[Point labeling examples]
┄┄┄┄┄┄┄┄┄┄

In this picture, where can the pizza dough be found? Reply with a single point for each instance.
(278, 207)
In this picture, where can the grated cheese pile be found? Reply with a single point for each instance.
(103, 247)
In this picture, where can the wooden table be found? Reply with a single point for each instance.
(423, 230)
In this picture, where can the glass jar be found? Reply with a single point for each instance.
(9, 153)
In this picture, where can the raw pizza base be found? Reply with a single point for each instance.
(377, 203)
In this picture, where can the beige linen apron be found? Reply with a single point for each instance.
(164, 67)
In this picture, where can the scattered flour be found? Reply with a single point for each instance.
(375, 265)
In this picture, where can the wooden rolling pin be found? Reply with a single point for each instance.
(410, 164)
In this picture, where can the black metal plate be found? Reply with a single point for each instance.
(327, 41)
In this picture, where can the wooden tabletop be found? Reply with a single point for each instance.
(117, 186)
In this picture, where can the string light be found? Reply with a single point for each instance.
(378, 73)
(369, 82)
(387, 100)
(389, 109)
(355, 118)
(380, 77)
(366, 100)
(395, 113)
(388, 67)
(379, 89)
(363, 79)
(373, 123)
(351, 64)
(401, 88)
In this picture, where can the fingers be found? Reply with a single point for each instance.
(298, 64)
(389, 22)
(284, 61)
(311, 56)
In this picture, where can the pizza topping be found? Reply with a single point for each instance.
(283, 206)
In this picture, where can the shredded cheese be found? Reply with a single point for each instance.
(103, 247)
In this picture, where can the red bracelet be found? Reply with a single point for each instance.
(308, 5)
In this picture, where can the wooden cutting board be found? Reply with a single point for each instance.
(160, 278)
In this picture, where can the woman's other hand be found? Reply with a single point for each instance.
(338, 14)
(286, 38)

┄┄┄┄┄┄┄┄┄┄

=== Objective ===
The whole listing above needs to be written out again exactly.

=== Written solution ===
In this picture, where can the pizza dough be found? Reply with a single point for each instance.
(278, 207)
In this picture, where can the grated cheese pile be found? Reply with a single point for each instance.
(103, 247)
In this picture, where can the wooden table be found? Reply with a single point for each instance.
(423, 230)
In this picture, where can the glass jar be found? Reply with a single point for each instance.
(9, 153)
In this picture, where can the raw pizza base be found? Reply with a single point for each instance.
(377, 203)
In this picture, where can the beige linen apron be found? Reply with a single point for each instance.
(164, 67)
In this picture, where can the scattered flour be found? Reply with a single point for each instance.
(375, 265)
In this picture, where can the wooden rolling pin be found? Reply with a single point for each instance.
(410, 164)
In this picture, where can the black metal plate be found? Reply with a single point for each instance.
(327, 41)
In this picture, where can the wooden tabletop be found? Reply with a single point for each instance.
(117, 186)
In this picture, where can the string light be found? Reply with a single point for each instance.
(378, 73)
(369, 82)
(387, 100)
(389, 109)
(355, 118)
(380, 77)
(366, 100)
(395, 113)
(388, 67)
(379, 89)
(363, 79)
(373, 123)
(351, 64)
(401, 88)
In this picture, where can the fingers be found? Reply with a single point for each instance.
(298, 64)
(389, 22)
(284, 61)
(311, 56)
In this picture, where can the pizza topping be found? Reply with a single point for each instance.
(283, 206)
In this picture, where can the shredded cheese be found? Reply with a single point for each instance.
(103, 247)
In this picture, where can the red bracelet be found? Reply with a single point for each instance.
(308, 5)
In this picture, where can the wooden cutting board be found? Reply with a single point for each instance.
(160, 278)
In this picture, where can the woman's other hand be found? Reply with a single point for each instance.
(338, 14)
(286, 38)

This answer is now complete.